* Start SELECTED EXCERPT *

Tenderstem broccoli, up 45% in two weeks: how The Atrium catches it now

45 % spike

in a single ingredient price, caught the week it happened

3–4 hrs → 10 mins

month-end paperwork down to a weekly five-minute job

admin time clawed back by the owner

−12 hours / month

From two-rosette kitchens to chef patron in Brigg
Trevor Guerin has been a chef since around 2010. He bought The March Hare in Market Rasen in 2017, sold it to his accountant (of all people), and spent the next few years freelancing between kitchens that never felt his own.

The Atrium, a 70-cover restaurant in Brigg, was meant to be one more of those gigs. Trevor came in as chef between owner Paul's two sites and quietly made the place his own. Last January, he asked Paul about going on the books. Paul came back with a different idea: why don't you just buy it?
"I fumbled my way through for six months"
Owning the place meant taking on the books. And Trevor had no idea where the money was actually going.

"For the first six months, I fumbled my way through the business, and it was like, 'I can't keep doing this.'"
Invoices came in on paper and went into a box for the accountant. Trevor would spend three to four hours every month sitting down to put them into date and supplier order, mark off the ones he'd already paid, and hand the lot over. Then the back-and-forth would start: which invoice had VAT on it, which one was missing, which payment matched which supplier. The accountancy bill kept creeping up.


"I said, 'Well, that's expensive.' And she was like, 'No, but we're having to do all this work for you — you're just giving us literally a bag full of invoices, a bag full of paper.' I was like, 'Oh, right. Yeah, yeah. That's quite a lot of work.'"

Trevor's own back-of-envelope explanation was straightforward:
"I'm not an accountant. I'm not getting charged at 50, 60 quid an hour. So that's probably where it's all added up."
Then a Dishboard ad came up on Facebook.
"It's paid for itself"
After the demo, Trevor's hesitation was about cost — Dishboard was money he hadn't budgeted for. But the way he framed the question back to himself was sharper:
"It was a cost that I hadn't put any money towards. So I was like, 'Hmm, can we afford it?' But then it was: can we afford not to do it? And it's paid for itself."
What changed in practice
Invoices now get scanned in, photographed or emailed to a dedicated Dishboard address — and Trevor has set many of his suppliers up to send theirs there directly. Once a week, Trevor and his manager sit down and approve the lot.

"We've probably cut it down from me spending three, four hours at the back end of the month to probably ten, fifteen minutes a week, just going boom, boom, boom… Even if you're approving 20, 30 invoices, five, ten minutes tops, and then you know they're in there."

The accountant now has her own Dishboard login. Trevor offered to come in and show her how to use it:
"The accountant rang ten minutes later and went, 'This is great. So easy to use.'"
When she spots something missing now, she flags it directly in the system rather than chasing Trevor over email for days. And by Trevor's count, the time savings flow back to her too — which means back to him.
"It should save her a good few hours as well, thus saving me more money on her time."

* End SELECTED EXCERPT *

EXERCISES →
1: In the case study about The Atrium, rewrite the paragraph beginning "Invoices came in on paper" as a short bulleted list that keeps its main facts.
2: According to the case study about The Atrium, what are the ways invoices now get into Dishboard?

* Start EXCERPTED RECORDS *

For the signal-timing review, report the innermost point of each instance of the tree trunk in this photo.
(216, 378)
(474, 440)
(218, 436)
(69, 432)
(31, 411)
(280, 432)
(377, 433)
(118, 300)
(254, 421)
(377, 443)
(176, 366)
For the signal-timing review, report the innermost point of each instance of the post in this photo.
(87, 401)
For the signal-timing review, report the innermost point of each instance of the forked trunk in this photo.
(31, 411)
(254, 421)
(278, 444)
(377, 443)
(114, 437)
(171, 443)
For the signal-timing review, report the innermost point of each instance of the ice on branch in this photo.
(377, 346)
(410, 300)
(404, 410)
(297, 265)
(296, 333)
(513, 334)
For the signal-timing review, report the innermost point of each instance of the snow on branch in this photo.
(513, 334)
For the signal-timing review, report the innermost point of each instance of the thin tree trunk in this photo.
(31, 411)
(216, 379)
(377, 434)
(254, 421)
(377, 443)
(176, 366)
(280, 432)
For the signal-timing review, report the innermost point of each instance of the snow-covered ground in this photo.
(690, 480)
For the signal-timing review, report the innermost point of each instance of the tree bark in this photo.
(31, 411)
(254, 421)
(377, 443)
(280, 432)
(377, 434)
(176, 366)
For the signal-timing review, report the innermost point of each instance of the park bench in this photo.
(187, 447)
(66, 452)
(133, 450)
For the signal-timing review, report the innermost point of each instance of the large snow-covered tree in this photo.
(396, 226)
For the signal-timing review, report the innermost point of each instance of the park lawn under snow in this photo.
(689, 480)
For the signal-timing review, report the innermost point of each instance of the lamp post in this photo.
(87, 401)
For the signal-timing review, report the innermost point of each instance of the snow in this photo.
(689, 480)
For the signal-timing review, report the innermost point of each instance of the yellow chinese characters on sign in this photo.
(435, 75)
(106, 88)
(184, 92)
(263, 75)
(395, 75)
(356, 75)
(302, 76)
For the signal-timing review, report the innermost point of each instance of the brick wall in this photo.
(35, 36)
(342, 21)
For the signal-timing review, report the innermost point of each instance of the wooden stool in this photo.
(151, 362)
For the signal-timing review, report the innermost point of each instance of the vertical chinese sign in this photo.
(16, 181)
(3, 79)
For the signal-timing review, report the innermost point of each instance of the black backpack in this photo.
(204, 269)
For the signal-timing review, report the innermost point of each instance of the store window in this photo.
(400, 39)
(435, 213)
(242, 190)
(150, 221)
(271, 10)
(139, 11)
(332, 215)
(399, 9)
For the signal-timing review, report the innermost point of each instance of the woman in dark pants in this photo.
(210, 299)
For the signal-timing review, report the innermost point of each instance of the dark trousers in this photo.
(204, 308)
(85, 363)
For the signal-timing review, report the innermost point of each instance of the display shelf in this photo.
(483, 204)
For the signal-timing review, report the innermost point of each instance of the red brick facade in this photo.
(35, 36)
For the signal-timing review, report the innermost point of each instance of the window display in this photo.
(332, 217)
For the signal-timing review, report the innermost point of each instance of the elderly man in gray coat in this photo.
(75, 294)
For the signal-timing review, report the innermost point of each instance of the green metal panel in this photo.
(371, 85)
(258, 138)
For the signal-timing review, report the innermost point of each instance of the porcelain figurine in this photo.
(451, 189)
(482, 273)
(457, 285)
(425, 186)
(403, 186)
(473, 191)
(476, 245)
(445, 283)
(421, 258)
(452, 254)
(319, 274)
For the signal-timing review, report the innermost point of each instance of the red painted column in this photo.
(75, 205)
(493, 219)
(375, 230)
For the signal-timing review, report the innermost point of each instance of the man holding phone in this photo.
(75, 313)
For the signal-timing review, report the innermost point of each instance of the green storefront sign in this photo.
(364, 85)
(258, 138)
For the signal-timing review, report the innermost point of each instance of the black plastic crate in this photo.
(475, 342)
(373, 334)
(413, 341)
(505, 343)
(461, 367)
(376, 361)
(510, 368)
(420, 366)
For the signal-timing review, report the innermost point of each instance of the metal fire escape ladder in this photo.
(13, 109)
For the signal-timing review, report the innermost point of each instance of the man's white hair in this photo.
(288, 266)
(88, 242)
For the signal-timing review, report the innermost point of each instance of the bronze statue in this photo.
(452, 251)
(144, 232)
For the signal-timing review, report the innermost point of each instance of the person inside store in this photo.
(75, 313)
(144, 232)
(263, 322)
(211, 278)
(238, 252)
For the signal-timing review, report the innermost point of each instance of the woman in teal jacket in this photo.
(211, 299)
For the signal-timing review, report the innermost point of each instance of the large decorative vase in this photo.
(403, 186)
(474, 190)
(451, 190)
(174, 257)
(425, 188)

* End EXCERPTED RECORDS *

ANSWERS PROVIDED →
1:
- Paper invoices went into a box for the accountant.
- Every month, Trevor spent three to four hours putting them into date and supplier order, marking off the ones he had already paid, and handing them over.
- A back-and-forth with the accountant followed about which invoice had VAT, which was missing, and which payment matched which supplier.
- The accountancy bill kept creeping up.

2:
- Scanned in
- Photographed
- Emailed to a dedicated Dishboard address